-- BEGIN Source records --
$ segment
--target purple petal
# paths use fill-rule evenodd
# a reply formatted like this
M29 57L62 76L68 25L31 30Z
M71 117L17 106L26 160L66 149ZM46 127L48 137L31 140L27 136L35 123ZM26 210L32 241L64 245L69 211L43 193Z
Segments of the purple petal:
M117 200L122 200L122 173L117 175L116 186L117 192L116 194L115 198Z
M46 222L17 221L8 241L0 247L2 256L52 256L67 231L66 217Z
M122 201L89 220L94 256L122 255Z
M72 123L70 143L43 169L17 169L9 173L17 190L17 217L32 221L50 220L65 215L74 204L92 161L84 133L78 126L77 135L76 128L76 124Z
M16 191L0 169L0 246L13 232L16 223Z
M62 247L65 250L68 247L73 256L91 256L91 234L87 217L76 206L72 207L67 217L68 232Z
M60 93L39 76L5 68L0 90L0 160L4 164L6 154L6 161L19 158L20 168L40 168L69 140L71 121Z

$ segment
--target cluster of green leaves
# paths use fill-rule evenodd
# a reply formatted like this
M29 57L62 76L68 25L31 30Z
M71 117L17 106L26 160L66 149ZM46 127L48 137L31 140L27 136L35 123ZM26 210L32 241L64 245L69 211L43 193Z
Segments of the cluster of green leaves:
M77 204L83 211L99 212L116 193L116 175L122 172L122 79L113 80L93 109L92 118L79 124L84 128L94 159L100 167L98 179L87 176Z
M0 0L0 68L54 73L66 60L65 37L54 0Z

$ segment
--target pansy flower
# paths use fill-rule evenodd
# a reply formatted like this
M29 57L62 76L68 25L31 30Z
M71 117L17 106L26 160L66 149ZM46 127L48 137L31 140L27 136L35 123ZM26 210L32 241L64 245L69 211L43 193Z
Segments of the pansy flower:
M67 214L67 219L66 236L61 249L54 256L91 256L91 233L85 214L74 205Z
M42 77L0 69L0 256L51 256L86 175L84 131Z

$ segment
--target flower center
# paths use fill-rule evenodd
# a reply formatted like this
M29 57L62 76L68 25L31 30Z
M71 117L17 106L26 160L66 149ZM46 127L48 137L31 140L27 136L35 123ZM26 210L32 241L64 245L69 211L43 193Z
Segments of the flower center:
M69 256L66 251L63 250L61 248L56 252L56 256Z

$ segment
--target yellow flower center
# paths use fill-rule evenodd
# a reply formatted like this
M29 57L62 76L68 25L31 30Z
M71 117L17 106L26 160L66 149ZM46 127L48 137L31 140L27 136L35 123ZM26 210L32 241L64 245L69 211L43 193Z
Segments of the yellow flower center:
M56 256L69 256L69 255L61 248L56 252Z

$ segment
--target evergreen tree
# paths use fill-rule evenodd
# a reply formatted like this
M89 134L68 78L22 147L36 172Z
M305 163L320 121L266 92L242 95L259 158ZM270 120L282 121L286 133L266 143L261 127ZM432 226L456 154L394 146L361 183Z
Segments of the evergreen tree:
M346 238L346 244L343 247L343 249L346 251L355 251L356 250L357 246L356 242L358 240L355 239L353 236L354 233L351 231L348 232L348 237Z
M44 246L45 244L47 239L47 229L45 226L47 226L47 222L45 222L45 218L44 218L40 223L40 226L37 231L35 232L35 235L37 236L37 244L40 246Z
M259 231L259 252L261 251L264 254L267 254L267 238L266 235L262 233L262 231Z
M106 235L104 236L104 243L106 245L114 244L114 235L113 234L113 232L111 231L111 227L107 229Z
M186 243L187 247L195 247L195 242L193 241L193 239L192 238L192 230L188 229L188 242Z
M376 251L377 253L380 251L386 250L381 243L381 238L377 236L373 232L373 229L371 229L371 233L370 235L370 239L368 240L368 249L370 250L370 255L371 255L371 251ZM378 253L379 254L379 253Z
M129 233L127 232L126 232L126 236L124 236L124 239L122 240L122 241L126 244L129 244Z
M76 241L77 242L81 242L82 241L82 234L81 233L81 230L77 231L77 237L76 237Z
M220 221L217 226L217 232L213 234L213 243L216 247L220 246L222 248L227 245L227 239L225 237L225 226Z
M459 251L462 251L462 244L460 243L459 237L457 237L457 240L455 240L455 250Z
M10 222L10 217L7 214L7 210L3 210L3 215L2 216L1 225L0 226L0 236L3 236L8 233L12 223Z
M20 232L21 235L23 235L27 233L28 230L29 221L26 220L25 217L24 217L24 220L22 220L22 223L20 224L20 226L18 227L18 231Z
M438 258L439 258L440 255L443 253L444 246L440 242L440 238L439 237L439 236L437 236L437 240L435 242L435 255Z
-- END Source records --
▶ _Aim_: Edit the records above so that each occurrence of "Segments of the" reads "Outlines of the", and keep every other line unchanged.

▶ _Written solution_:
$ segment
--target purple petal
# paths use fill-rule evenodd
# a reply formatted like this
M29 57L62 76L68 25L31 30Z
M71 117L17 106L26 160L66 149ZM46 127L48 137L31 140L27 136L35 123ZM26 210L32 241L64 245L69 211L43 193Z
Outlines of the purple petal:
M117 200L122 200L122 173L117 175L116 186L117 192L116 194L115 198Z
M46 222L17 221L8 241L0 247L2 256L52 256L67 231L66 217Z
M122 201L89 220L94 256L122 255Z
M72 123L70 143L43 169L17 169L9 173L17 190L17 217L32 221L50 220L65 215L74 204L92 161L84 133L78 126L77 135L76 128L76 124Z
M16 191L0 169L0 246L13 232L16 223Z
M62 247L65 250L68 247L73 256L91 256L91 234L87 217L76 206L72 207L67 217L68 232Z
M60 93L39 76L5 68L0 90L0 160L4 164L6 154L6 161L19 158L20 168L40 168L69 140L71 121Z

$ segment
--target cluster of green leaves
# paths use fill-rule evenodd
# a reply formatted like this
M29 57L62 76L68 25L31 30Z
M71 117L17 106L26 160L66 149ZM46 127L48 137L31 140L27 136L35 123ZM26 210L32 241L64 245L69 211L43 193Z
Outlines of the cluster of green leaves:
M77 204L83 211L99 212L116 193L116 175L122 172L122 79L113 80L93 109L92 118L79 124L84 128L94 159L100 167L98 179L87 176Z
M0 0L0 68L54 73L66 60L65 37L54 0Z

$ segment
--target pansy flower
# paths use fill-rule evenodd
# a reply formatted like this
M29 57L62 76L68 25L31 30Z
M71 117L17 106L26 160L66 149ZM46 127L48 137L31 140L27 136L35 123ZM26 210L32 241L64 245L69 211L43 193Z
Outlines of the pansy flower:
M67 214L67 219L66 236L61 249L54 256L91 256L91 233L85 214L74 205Z
M42 77L0 69L0 256L51 256L86 175L84 131Z

$ segment
--target flower center
# paths use fill-rule evenodd
# a reply formatted like this
M29 57L62 76L68 25L31 30Z
M71 117L17 106L26 160L66 149ZM46 127L48 137L31 140L27 136L35 123ZM26 210L32 241L64 245L69 211L43 193Z
Outlines of the flower center:
M69 256L66 251L63 250L61 248L56 252L56 256Z

$ segment
--target yellow flower center
# paths use fill-rule evenodd
# a reply formatted like this
M29 57L62 76L68 25L31 30Z
M71 117L17 106L26 160L66 149ZM46 127L48 137L31 140L27 136L35 123ZM26 210L32 241L64 245L69 211L43 193Z
Outlines of the yellow flower center:
M56 256L69 256L69 255L61 248L56 252Z

$ segment
--target evergreen tree
# paths use fill-rule evenodd
# a reply formatted like this
M89 134L68 78L22 147L36 172Z
M305 163L320 121L266 92L242 95L259 158ZM270 120L282 121L286 133L266 143L261 127ZM432 226L456 154L394 146L361 183Z
Outlines of the evergreen tree:
M346 238L346 244L343 247L343 249L346 251L355 251L356 250L357 246L356 242L358 240L355 239L353 236L354 233L351 231L348 232L348 237Z
M44 246L45 244L47 239L47 229L45 226L47 226L47 222L45 222L45 218L44 218L40 223L40 226L37 231L35 232L35 235L37 236L37 244L40 246Z
M259 231L259 252L261 251L264 254L267 254L267 238L266 235L262 233L262 231Z
M106 235L104 236L104 243L106 245L114 244L114 235L113 234L113 232L111 231L111 227L107 229Z
M186 243L187 247L195 247L195 242L193 241L193 239L192 238L192 230L188 229L188 242Z
M376 251L377 253L380 251L386 250L381 243L381 238L377 236L373 232L373 229L371 229L371 233L370 235L370 239L368 240L368 249L370 250L370 255L371 255L371 251ZM378 253L379 254L379 253Z
M129 233L127 232L126 232L126 236L124 236L124 239L122 240L122 241L126 244L129 244Z
M76 241L77 242L81 242L82 241L82 234L81 233L81 230L77 231L77 237L76 237Z
M220 221L217 226L217 232L213 234L213 243L216 247L220 246L222 248L227 245L227 239L225 237L225 226Z
M459 251L462 251L462 244L460 243L459 237L457 237L457 240L455 240L455 250Z
M10 222L10 217L7 214L7 210L3 210L3 215L2 216L1 225L0 226L0 236L3 236L8 233L12 223Z
M20 232L21 235L23 235L27 233L28 230L29 221L26 220L25 217L24 217L24 220L22 220L22 223L20 224L20 226L18 227L18 231Z
M438 258L439 258L440 255L443 253L444 246L440 242L440 238L439 237L439 236L437 236L437 240L435 242L435 255Z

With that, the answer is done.